ASSIGNMENT ▸
Reproduce the passage of the introduction on P. pastoris glycerol feeding strategies verbatim, from "In adaptive laboratory" to "hLYZ production in the successive methanol induction phase.", inclusive.

DOCUMENT EXTRACT ▸
= = = =

1 INTRODUCTION
Heterologous protein production by methanotrophic yeast P. pastoris is basically divided into two discrete and successive phases: (1) a cell growth phase to achieve high cell-density cultivation using glycerol as the sole carbon source; (2) a successive methanol induction phase to initiate the targeted recombinant protein production by feeding methanol.1-3 In general, achievement of high cell-density cultivation at the end of cell growth phase (beginning of the methanol induction phase) is acknowledged as the precondition for efficient heterologous protein production in the successive methanol induction phase. Therefore, different online and offline glycerol feeding control strategies (DO-stat feeding, constant feeding or exponential feeding etc.) were carried out to achieve a higher cell concentration at the end of cell growth phase.4,5Among these control strategies, the online DO-stat glycerol feeding strategy, namely the environment of “high DO-low glycerol concentration” (DO 20-80%, glycerol concentration 0-1 g L-1), have been considered as the most simple and effective method to achieve high cell-density cultivation within short time.5 However, it was well known that severe reactive oxygen species (ROS) accumulation occurred when cells were exposed to the oxygen-enriched (high DO) environments for long time.6,7 In this case, the structural and functional cell components were obviously damaged, leading to the loss of cell growth ability or even cell death. As a result, in human lysozyme (hLYZ) production by the aerobic P. pastoris , severe ROS accumulation must be managed when using the traditional DO-stat glycerol feeding strategy.
In adaptive laboratory evolution, the increased toxicity due to environmental stresses could be effectively ameliorated by implementing a recovery treatment after environmental stimulation.8In this study, a similar control strategy, namely periodic DO control strategy, was developed to repress the severe ROS accumulation under the oxygen-enriched environments by alternatively switching the cultivation environment from “high DO-low glycerol concentration” (DO-stat control mode) to “low DO-high glycerol concentration” for 4 cycles., aiming to achieve a higher cell concentration at the end of cell growth phase and further enhance hLYZ production in the successive methanol induction phase.

= = = =

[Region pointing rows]
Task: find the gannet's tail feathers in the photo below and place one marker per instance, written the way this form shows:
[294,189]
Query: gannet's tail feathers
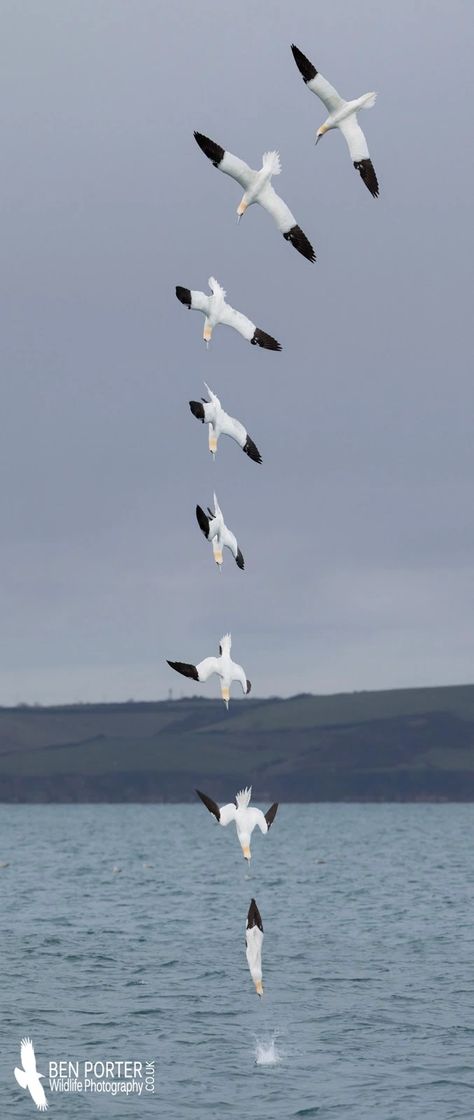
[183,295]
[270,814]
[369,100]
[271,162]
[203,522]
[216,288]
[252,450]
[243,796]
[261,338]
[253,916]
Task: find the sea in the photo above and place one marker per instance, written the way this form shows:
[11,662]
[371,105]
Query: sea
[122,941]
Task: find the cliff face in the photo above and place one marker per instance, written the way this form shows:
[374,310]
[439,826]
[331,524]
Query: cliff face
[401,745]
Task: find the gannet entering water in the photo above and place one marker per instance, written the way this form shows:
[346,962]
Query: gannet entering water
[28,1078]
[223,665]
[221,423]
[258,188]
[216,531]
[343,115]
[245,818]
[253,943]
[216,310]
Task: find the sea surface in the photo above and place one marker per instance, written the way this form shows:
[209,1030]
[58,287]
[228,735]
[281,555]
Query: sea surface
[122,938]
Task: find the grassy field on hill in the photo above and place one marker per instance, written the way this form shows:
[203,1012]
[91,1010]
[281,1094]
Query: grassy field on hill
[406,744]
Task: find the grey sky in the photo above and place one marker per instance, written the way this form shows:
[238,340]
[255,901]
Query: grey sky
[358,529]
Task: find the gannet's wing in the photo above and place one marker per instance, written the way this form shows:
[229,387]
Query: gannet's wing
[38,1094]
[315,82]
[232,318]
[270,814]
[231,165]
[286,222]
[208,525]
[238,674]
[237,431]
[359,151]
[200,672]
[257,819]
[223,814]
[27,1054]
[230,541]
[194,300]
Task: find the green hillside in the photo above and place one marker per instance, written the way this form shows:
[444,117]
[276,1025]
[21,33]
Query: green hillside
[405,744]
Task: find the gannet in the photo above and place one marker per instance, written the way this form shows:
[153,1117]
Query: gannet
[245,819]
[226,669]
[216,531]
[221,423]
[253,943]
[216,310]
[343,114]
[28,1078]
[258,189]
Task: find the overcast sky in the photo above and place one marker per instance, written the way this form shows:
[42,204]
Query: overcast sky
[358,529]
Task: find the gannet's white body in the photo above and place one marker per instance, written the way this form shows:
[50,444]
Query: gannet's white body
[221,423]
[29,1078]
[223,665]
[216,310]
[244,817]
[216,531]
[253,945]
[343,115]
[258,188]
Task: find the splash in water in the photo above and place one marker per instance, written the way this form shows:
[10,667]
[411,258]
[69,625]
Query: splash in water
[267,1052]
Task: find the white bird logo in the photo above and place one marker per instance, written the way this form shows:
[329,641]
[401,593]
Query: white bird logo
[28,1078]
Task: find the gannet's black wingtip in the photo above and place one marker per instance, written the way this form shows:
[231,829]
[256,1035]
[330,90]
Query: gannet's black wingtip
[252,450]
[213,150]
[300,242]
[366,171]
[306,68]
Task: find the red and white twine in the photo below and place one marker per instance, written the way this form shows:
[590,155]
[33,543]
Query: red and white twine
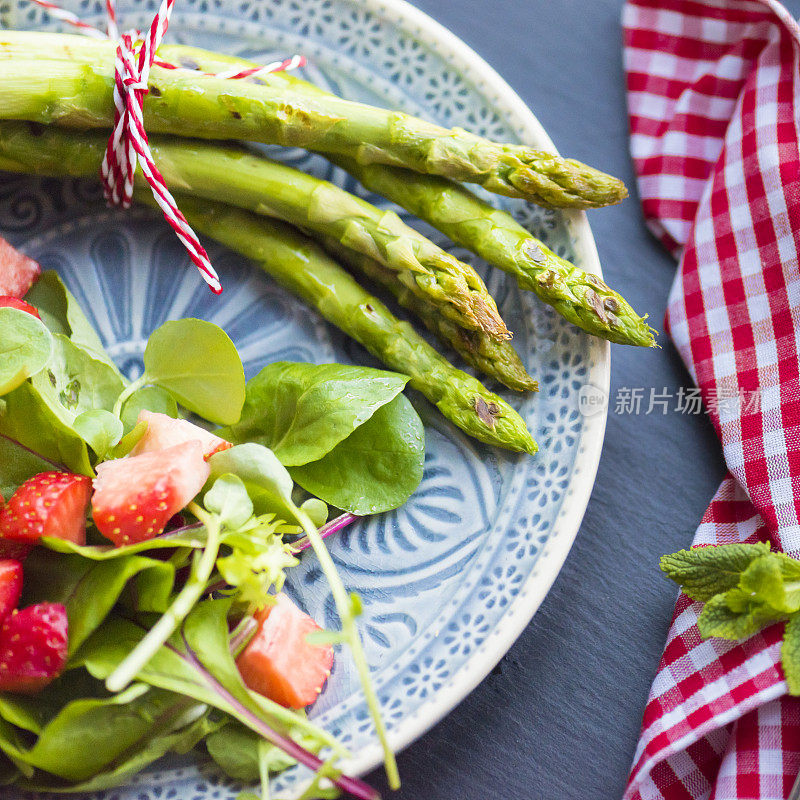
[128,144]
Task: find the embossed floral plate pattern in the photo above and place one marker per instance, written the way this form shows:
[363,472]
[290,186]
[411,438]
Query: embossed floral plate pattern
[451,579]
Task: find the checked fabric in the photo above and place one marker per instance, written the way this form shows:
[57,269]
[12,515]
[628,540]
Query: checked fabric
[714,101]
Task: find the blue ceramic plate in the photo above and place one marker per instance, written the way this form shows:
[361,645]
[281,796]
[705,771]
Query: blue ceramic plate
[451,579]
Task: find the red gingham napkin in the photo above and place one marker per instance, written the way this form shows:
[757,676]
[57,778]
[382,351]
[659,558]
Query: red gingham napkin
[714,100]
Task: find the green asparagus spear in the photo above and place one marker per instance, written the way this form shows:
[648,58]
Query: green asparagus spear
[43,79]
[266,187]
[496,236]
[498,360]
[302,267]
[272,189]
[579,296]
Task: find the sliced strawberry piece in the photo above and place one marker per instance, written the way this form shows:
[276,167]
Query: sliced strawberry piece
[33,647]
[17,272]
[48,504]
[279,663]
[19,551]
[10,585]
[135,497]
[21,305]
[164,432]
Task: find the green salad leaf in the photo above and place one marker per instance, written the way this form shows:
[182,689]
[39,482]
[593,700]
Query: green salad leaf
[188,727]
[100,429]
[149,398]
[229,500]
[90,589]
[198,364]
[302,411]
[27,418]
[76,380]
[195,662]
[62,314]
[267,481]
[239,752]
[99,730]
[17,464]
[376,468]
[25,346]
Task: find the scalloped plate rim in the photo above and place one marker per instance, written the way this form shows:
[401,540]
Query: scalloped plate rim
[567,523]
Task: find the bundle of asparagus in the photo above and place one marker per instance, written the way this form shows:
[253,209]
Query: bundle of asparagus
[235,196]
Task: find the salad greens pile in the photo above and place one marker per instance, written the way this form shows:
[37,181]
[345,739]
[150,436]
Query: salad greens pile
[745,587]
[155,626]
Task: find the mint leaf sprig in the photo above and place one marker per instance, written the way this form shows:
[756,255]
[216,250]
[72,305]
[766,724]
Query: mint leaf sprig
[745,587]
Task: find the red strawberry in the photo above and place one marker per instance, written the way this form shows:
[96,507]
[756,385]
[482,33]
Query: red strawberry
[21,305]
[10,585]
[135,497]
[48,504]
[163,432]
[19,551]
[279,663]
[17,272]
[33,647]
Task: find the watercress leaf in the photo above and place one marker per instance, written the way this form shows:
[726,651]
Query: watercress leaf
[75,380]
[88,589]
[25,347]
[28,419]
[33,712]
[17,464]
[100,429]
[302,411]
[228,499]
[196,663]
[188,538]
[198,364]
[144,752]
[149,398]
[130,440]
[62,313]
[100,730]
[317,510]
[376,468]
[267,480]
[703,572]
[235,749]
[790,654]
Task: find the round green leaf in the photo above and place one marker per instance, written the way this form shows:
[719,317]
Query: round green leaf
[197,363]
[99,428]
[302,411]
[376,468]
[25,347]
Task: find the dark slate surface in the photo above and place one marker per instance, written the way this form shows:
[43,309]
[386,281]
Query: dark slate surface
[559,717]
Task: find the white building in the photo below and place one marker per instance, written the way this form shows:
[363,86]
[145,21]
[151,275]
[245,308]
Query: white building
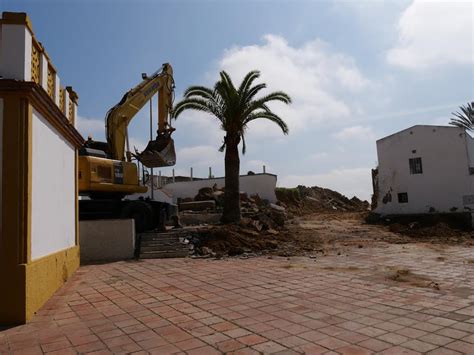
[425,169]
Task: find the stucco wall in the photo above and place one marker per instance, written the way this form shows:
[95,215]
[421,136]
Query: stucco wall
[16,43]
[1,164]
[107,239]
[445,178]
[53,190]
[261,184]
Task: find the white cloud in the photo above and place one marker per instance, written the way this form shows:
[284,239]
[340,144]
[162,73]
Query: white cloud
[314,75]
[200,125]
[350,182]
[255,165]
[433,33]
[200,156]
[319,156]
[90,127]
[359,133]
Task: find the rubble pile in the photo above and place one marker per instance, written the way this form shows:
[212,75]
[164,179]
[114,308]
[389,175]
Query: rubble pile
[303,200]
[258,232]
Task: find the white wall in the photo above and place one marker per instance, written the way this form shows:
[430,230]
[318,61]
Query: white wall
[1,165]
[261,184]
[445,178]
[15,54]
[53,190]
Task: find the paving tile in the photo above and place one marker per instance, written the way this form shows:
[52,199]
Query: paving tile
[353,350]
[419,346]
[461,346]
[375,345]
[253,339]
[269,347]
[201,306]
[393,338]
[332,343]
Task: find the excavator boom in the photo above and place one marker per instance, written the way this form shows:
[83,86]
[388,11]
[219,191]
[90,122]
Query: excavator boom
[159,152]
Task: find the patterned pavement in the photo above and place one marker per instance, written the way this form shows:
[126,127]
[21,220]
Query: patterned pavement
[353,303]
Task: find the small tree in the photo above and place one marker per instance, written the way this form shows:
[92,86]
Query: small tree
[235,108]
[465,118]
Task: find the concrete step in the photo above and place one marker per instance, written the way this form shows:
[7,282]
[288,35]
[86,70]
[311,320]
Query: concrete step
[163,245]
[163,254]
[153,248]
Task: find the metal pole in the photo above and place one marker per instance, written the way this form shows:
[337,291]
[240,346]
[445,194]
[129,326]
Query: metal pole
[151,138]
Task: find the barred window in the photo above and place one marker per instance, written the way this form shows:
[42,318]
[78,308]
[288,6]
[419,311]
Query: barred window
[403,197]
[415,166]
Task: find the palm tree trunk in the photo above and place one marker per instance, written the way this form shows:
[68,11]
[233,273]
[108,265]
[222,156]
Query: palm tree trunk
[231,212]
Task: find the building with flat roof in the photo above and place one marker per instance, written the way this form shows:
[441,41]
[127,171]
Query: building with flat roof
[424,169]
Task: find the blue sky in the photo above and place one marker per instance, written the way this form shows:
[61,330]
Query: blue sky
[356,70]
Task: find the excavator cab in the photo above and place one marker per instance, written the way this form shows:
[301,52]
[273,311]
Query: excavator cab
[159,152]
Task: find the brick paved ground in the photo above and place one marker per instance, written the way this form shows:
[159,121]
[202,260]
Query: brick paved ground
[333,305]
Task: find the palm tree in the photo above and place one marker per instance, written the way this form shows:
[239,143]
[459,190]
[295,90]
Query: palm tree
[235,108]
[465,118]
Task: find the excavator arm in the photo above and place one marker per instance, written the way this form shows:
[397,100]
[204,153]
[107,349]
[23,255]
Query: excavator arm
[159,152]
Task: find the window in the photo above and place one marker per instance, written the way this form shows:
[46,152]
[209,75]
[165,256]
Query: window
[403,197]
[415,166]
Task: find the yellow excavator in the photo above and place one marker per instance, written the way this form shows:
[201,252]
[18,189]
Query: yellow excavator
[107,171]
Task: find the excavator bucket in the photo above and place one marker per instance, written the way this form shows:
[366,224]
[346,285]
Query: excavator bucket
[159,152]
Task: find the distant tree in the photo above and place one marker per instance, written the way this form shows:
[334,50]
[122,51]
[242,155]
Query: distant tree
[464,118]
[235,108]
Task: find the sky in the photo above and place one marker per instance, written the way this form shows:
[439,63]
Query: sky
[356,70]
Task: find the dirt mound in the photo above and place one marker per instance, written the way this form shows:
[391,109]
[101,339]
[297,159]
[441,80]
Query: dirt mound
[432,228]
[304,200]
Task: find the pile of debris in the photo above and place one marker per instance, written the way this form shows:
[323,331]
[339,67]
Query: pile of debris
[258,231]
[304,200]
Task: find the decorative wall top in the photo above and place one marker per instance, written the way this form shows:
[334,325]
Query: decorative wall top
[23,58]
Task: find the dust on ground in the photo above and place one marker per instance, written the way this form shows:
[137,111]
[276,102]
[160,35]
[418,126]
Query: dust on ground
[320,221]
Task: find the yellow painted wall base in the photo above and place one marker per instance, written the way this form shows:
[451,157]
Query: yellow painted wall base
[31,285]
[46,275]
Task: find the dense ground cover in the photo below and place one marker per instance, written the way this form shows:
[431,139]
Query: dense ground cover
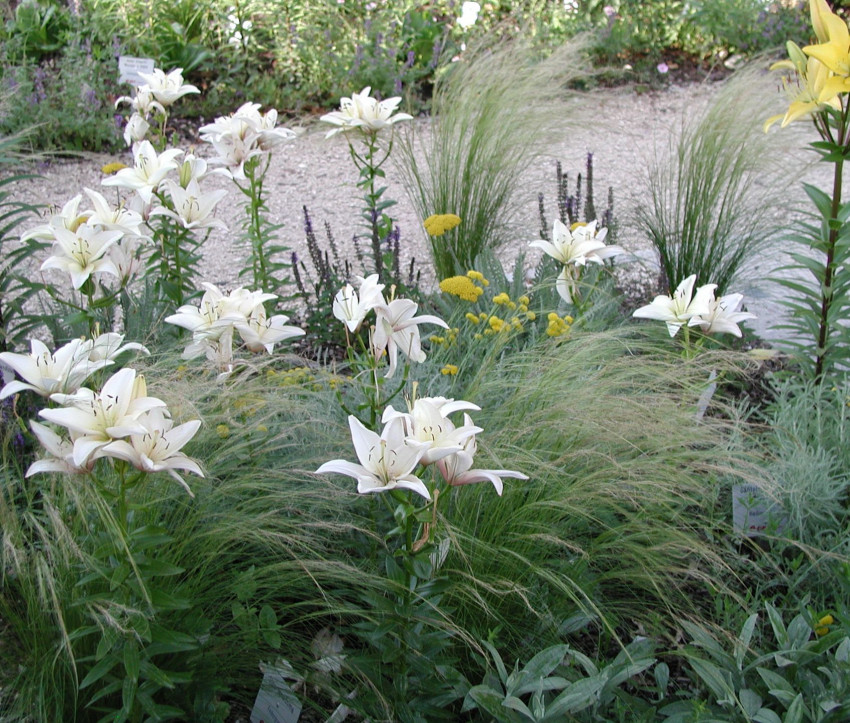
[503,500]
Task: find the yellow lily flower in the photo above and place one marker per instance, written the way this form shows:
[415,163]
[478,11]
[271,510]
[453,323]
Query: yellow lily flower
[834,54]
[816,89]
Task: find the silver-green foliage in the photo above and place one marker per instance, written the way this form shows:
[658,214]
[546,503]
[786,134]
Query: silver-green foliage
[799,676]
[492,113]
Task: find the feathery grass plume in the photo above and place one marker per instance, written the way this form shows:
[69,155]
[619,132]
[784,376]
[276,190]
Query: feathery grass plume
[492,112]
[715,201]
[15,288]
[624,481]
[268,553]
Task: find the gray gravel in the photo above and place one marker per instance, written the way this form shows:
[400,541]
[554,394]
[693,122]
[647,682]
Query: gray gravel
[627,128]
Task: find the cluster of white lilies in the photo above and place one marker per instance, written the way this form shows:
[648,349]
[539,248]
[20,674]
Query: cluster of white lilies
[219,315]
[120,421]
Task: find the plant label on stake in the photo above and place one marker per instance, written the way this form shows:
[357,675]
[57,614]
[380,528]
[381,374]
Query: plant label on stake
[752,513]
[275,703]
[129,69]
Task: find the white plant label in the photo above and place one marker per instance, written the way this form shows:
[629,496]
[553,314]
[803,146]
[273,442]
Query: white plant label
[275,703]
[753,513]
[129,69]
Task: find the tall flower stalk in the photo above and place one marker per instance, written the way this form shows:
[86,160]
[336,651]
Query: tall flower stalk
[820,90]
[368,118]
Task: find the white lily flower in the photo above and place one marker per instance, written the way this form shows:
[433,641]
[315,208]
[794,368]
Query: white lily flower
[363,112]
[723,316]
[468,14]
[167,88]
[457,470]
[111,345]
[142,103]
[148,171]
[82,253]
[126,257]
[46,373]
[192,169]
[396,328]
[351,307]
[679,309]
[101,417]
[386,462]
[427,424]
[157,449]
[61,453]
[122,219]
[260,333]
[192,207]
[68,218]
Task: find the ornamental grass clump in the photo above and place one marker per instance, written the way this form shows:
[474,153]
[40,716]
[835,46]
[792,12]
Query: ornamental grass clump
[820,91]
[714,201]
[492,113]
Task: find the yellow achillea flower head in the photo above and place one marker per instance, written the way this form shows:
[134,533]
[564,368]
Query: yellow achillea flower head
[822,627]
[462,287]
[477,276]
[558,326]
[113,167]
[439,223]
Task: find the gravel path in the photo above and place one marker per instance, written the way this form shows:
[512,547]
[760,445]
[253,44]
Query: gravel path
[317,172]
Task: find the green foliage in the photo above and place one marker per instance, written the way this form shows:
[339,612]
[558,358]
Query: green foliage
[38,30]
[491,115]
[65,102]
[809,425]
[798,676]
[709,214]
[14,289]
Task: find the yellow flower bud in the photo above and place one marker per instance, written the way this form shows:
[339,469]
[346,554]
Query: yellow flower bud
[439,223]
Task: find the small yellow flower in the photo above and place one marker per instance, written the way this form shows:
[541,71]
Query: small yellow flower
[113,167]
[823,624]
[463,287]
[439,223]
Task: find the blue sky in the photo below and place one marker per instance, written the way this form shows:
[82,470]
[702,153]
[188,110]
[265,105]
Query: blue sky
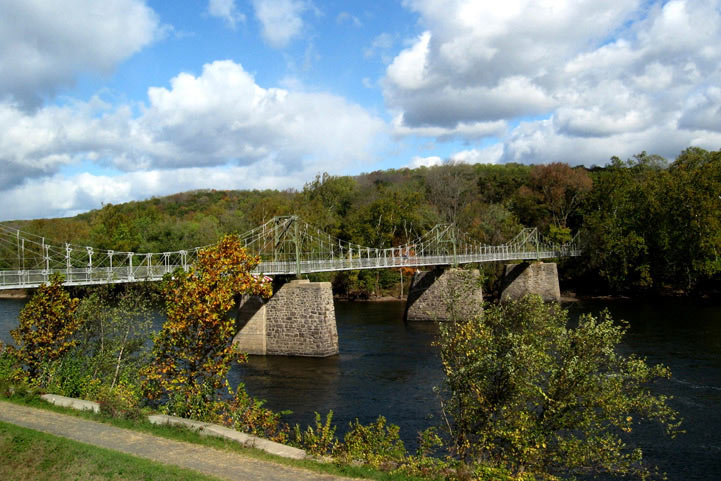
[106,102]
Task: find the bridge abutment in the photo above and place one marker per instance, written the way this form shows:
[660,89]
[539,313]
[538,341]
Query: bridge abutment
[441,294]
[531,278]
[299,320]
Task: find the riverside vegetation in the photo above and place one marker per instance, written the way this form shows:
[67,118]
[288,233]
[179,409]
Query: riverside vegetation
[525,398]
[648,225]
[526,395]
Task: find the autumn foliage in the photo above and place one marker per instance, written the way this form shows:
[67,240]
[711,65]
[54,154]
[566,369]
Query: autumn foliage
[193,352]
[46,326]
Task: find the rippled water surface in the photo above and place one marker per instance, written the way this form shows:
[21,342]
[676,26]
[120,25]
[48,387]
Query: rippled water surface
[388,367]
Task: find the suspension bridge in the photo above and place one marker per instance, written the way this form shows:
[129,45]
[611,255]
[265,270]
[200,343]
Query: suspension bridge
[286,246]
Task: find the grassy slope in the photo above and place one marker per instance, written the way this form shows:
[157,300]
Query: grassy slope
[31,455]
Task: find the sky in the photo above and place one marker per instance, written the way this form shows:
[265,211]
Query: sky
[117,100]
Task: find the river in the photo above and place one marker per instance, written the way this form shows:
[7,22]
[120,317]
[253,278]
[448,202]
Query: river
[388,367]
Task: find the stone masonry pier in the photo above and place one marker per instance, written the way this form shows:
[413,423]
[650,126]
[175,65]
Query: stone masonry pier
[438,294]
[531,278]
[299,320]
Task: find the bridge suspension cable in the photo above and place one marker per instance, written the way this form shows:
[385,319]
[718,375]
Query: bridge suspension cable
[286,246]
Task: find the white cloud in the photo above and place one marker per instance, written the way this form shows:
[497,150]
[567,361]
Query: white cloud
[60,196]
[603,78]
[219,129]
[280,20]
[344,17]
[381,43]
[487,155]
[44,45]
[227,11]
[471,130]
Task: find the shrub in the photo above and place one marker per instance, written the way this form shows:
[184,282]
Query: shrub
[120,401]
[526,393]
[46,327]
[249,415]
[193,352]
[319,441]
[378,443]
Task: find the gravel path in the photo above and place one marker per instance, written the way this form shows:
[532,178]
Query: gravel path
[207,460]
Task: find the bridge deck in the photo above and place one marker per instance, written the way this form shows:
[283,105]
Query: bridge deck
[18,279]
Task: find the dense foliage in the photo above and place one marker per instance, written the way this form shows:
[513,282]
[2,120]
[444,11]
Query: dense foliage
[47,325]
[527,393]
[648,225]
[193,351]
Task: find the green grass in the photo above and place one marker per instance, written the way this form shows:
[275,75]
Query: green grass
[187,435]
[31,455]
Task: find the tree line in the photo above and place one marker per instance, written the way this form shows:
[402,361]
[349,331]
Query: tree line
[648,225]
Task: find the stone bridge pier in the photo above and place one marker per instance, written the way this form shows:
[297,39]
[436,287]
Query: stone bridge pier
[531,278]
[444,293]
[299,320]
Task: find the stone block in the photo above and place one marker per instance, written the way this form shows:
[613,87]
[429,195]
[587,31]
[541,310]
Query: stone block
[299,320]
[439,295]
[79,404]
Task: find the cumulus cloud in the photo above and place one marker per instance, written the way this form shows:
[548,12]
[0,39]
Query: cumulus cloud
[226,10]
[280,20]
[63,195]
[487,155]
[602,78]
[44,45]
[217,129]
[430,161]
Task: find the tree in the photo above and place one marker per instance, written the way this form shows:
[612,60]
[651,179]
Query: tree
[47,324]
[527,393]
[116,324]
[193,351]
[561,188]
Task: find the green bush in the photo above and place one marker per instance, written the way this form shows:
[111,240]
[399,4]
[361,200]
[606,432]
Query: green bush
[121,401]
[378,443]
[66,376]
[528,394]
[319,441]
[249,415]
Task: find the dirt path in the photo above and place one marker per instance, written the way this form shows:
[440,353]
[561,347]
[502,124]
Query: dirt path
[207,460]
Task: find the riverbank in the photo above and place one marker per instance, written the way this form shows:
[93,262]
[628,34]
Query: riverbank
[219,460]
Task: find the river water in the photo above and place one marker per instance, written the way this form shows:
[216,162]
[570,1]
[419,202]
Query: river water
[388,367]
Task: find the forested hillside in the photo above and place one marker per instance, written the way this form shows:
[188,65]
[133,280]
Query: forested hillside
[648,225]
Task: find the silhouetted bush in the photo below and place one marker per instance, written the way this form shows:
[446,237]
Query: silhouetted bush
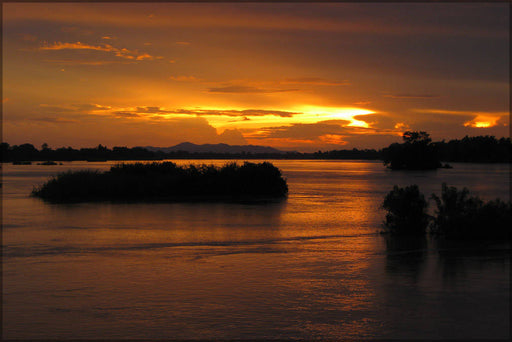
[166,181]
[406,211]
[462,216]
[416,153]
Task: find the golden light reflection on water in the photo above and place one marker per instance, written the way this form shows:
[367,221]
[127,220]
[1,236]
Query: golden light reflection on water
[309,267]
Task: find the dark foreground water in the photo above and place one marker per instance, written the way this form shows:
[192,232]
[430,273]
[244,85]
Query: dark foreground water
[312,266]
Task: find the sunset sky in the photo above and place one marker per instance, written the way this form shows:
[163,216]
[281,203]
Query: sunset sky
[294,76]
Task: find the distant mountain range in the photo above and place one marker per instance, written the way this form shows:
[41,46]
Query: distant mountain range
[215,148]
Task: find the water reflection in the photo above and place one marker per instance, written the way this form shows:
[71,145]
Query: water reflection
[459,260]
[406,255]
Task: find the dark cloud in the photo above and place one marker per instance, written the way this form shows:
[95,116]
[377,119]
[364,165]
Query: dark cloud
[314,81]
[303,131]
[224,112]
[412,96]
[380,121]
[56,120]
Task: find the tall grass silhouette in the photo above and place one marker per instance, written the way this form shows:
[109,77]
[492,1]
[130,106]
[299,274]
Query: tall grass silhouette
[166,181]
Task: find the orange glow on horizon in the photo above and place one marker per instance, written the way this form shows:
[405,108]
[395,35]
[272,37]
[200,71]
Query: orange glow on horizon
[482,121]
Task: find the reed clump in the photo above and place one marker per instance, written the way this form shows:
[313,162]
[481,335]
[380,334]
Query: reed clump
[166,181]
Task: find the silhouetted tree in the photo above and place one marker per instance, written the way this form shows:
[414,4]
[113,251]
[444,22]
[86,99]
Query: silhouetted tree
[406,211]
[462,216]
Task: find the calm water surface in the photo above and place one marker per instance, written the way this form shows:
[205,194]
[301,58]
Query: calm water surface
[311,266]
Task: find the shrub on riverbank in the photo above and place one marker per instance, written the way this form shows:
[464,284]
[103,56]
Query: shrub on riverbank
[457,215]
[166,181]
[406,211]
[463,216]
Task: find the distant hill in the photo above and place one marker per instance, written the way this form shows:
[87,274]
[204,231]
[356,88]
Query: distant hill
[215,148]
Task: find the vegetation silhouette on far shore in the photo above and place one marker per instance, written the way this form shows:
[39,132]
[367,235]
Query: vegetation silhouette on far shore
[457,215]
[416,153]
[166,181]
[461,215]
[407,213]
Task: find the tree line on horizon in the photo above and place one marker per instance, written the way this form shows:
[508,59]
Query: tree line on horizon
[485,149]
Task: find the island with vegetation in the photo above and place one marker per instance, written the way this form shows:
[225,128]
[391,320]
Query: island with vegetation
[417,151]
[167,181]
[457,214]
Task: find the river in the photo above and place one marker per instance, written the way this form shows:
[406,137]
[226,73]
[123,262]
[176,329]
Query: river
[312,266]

= = = =

RESULT ▸
In adaptive laboratory evolution, the increased toxicity due to environmental stresses could be effectively ameliorated by implementing a recovery treatment after environmental stimulation.8In this study, a similar control strategy, namely periodic DO control strategy, was developed to repress the severe ROS accumulation under the oxygen-enriched environments by alternatively switching the cultivation environment from “high DO-low glycerol concentration” (DO-stat control mode) to “low DO-high glycerol concentration” for 4 cycles., aiming to achieve a higher cell concentration at the end of cell growth phase and further enhance hLYZ production in the successive methanol induction phase.